(Location identification items)

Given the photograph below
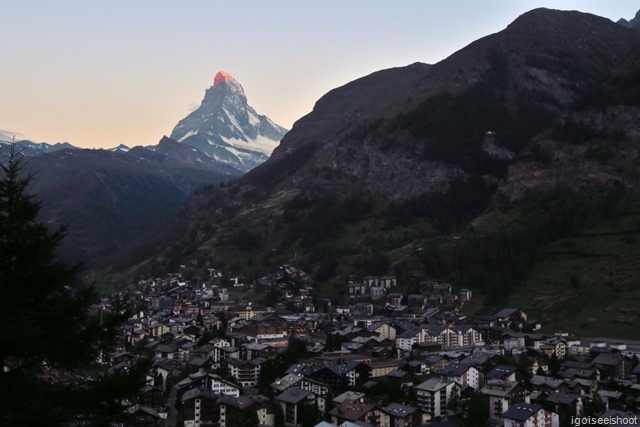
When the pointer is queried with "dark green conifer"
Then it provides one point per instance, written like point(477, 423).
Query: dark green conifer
point(49, 340)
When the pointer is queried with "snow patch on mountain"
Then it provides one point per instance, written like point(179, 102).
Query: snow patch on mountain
point(227, 128)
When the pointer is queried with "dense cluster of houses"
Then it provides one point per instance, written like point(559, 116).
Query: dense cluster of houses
point(219, 360)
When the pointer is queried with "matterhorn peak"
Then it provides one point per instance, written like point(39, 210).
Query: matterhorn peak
point(227, 129)
point(222, 77)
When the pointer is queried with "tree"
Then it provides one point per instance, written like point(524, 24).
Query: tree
point(49, 341)
point(478, 410)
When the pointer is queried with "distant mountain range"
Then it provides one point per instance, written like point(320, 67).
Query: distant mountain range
point(227, 129)
point(111, 197)
point(466, 171)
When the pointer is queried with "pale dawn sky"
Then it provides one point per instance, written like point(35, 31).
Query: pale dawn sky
point(98, 74)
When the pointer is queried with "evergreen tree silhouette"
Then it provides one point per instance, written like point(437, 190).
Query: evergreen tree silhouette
point(49, 340)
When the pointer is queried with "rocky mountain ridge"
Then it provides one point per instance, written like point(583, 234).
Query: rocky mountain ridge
point(534, 107)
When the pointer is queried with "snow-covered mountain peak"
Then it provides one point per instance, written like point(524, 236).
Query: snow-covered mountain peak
point(227, 128)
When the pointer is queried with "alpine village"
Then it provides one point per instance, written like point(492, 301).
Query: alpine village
point(454, 244)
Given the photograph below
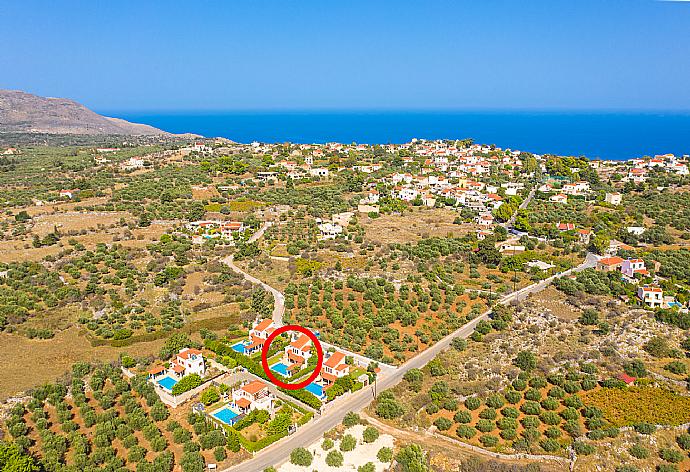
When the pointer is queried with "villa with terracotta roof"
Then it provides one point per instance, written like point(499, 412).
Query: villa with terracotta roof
point(254, 395)
point(651, 296)
point(630, 267)
point(187, 362)
point(298, 352)
point(608, 264)
point(258, 335)
point(334, 367)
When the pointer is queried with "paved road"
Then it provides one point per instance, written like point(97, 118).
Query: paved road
point(279, 452)
point(279, 299)
point(509, 224)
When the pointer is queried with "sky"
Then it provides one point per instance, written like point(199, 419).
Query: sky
point(150, 55)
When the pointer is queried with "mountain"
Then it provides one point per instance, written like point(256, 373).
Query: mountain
point(27, 113)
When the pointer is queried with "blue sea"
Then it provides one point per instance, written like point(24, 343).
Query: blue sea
point(605, 135)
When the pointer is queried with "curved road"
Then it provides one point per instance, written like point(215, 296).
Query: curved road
point(278, 297)
point(278, 452)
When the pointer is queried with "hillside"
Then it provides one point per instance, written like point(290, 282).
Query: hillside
point(24, 112)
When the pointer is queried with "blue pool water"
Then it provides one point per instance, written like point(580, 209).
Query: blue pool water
point(280, 368)
point(167, 382)
point(316, 389)
point(239, 347)
point(225, 414)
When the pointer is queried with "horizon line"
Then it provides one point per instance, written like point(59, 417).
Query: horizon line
point(677, 111)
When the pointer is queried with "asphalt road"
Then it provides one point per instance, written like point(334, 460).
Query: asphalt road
point(279, 452)
point(279, 299)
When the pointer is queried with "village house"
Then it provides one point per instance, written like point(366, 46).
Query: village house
point(484, 220)
point(298, 352)
point(188, 361)
point(334, 367)
point(651, 296)
point(636, 230)
point(511, 247)
point(329, 230)
point(133, 163)
point(608, 264)
point(558, 198)
point(614, 198)
point(565, 226)
point(68, 193)
point(258, 335)
point(254, 395)
point(630, 267)
point(584, 236)
point(318, 172)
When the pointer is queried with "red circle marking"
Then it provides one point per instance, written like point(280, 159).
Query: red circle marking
point(319, 357)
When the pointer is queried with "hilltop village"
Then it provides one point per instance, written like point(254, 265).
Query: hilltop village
point(477, 308)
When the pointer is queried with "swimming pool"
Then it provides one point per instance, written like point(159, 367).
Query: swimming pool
point(167, 382)
point(280, 368)
point(316, 389)
point(225, 415)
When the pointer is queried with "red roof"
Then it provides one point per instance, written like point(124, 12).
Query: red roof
point(263, 324)
point(336, 358)
point(626, 378)
point(609, 261)
point(254, 387)
point(186, 353)
point(301, 343)
point(243, 403)
point(295, 358)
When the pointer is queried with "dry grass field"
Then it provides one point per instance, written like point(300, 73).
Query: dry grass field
point(413, 226)
point(26, 363)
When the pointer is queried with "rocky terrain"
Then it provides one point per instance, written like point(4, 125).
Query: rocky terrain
point(24, 112)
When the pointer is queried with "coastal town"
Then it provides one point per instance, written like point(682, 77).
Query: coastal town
point(175, 264)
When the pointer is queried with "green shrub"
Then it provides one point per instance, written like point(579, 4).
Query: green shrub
point(301, 456)
point(371, 434)
point(639, 452)
point(466, 432)
point(472, 403)
point(351, 419)
point(463, 417)
point(334, 458)
point(187, 383)
point(385, 455)
point(488, 440)
point(583, 449)
point(348, 443)
point(672, 455)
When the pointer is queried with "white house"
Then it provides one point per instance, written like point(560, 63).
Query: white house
point(636, 230)
point(330, 230)
point(191, 360)
point(68, 193)
point(559, 198)
point(334, 367)
point(407, 194)
point(188, 361)
point(254, 395)
point(318, 172)
point(258, 335)
point(614, 198)
point(651, 296)
point(484, 220)
point(229, 228)
point(133, 163)
point(298, 352)
point(630, 267)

• **WHAT TO WORK ON**:
Output the data above exactly as it appears, line for line, but omit the pictures.

• **FULL OUTPUT**:
Given the photograph below
When the pointer is queried with "dark green conifer"
Then it provides one point per instance, written like point(477, 423).
Query: dark green conifer
point(49, 340)
When the pointer is queried with "snow patch on mountain"
Then it provides one point per instance, written like point(179, 102).
Query: snow patch on mountain
point(227, 128)
When the pointer is queried with "dense cluster of houses"
Then it provides one point per instance, written like point(559, 116).
Query: dense cluster of houses
point(219, 360)
When the pointer is queried with "matterhorn peak"
Then it provides one point per instance, written like point(39, 210).
Query: matterhorn peak
point(227, 129)
point(222, 77)
When the pointer is queried with "tree"
Then it provides one point per instance, written like point(524, 24).
Query: tree
point(49, 341)
point(478, 410)
When the pointer is queried with "distant mountain range"
Then it provides one point per instance, written like point(320, 67).
Query: distant mountain range
point(227, 129)
point(111, 197)
point(466, 171)
When the pointer is queried with "pale dawn sky"
Then it provides one point per instance, written like point(35, 31).
Query: pale dawn sky
point(98, 74)
When the pointer is queried with "evergreen tree silhouette"
Then it provides one point per instance, written like point(437, 190).
Query: evergreen tree silhouette
point(49, 340)
When the pointer is queried with "rocky mountain ridge"
Then it provides one point per instance, written like point(583, 234).
Query: rocky mountain ridge
point(534, 107)
When the pointer is queried with "snow-covered mountain peak"
Then it provides one point per instance, written like point(524, 236).
Query: snow-covered mountain peak
point(227, 128)
When the pointer is queried with "alpine village"
Then it provides one point per instance, written like point(492, 301).
Query: alpine village
point(454, 244)
Given the photograph below
When the pointer is queried with "villa with terracotta roof"
Then it provides one point per instance, written like point(499, 412).
Query: villa with terracotta roof
point(254, 395)
point(651, 296)
point(630, 267)
point(187, 362)
point(298, 352)
point(608, 264)
point(258, 335)
point(334, 367)
When the pointer is queried with "paved road"
Then it provides one point per instance, written like point(97, 118).
Query: paved road
point(279, 452)
point(279, 299)
point(509, 224)
When the pointer is queried with "sky"
Then it provides one point per instance, written like point(199, 419).
Query: sky
point(150, 55)
When the pointer is queried with "mountain"
Then it provides one point per instance, written like point(256, 373).
Query: mountain
point(27, 113)
When the pointer is queried with "blue sea"
Then it provides one point per instance, written like point(24, 343).
Query: blue sea
point(605, 135)
When the pointer is queried with "curved road"
Then it provides one point per instance, written like point(215, 296).
Query: curved road
point(278, 297)
point(278, 452)
When the pointer is queried with "hillside"
Then it provides one point per instance, written like point(290, 282).
Query: hillside
point(24, 112)
When the pointer is queried with "blue pool water"
Then it provides one point per instance, written like point(580, 209).
Query: blue pool water
point(280, 368)
point(167, 382)
point(316, 389)
point(239, 347)
point(225, 414)
When the pointer is queried with "horizon line"
Then it provides one point per instance, written like point(59, 417).
Query: horizon line
point(677, 111)
When the pointer is queried with "asphalt road"
Then it provides one point per instance, written like point(334, 460).
Query: asphalt road
point(279, 452)
point(279, 299)
When the pointer is queried with "village house"
Then it provides one point per instance, written like point(366, 46).
Query: village house
point(484, 220)
point(298, 352)
point(188, 361)
point(334, 367)
point(651, 296)
point(636, 230)
point(511, 247)
point(329, 230)
point(133, 163)
point(608, 264)
point(558, 198)
point(614, 198)
point(565, 226)
point(68, 193)
point(258, 335)
point(254, 395)
point(630, 267)
point(584, 236)
point(318, 172)
When the pointer is queried with "red circle marking"
Then it provides one point per instance, written like point(280, 159).
Query: red circle marking
point(319, 357)
When the pointer is queried with "hilltop village"
Then it provides one point per instance, written like point(254, 265).
Query: hilltop village
point(477, 308)
When the pointer is queried with "swimming pool"
Then it provides one point per instance, written like point(159, 367).
Query: swimming pool
point(167, 382)
point(280, 368)
point(316, 389)
point(225, 415)
When the pointer is queried with "red roof"
Then it provides one point per instance, written like point(124, 12).
Query: red roof
point(263, 324)
point(336, 358)
point(626, 378)
point(609, 261)
point(254, 387)
point(186, 353)
point(301, 343)
point(243, 403)
point(295, 358)
When the pointer is queried with "dry grass field"
Then it provides one point per instance, written like point(300, 73).
Query: dry grass field
point(413, 226)
point(26, 363)
When the pointer is queried with "rocky terrain"
Then it provides one point per instance, written like point(4, 125).
Query: rocky terrain
point(24, 112)
When the pointer is queried with "coastal town"
Then it provides one point per instance, written like point(682, 77).
Query: coastal town
point(175, 264)
When the pointer is queried with "green shrub"
Then it provides one point per instance, written like point(579, 4).
Query: green shrub
point(301, 456)
point(371, 434)
point(639, 452)
point(466, 432)
point(472, 403)
point(351, 419)
point(463, 417)
point(334, 458)
point(187, 383)
point(385, 455)
point(488, 440)
point(583, 449)
point(348, 443)
point(672, 455)
When the pointer is queried with "white house"
Then it provides one point per instance, written like point(560, 63).
Query: white house
point(636, 230)
point(330, 230)
point(191, 360)
point(68, 193)
point(559, 198)
point(334, 367)
point(407, 194)
point(188, 361)
point(254, 395)
point(318, 172)
point(258, 335)
point(614, 198)
point(651, 296)
point(484, 220)
point(229, 228)
point(133, 163)
point(298, 352)
point(630, 267)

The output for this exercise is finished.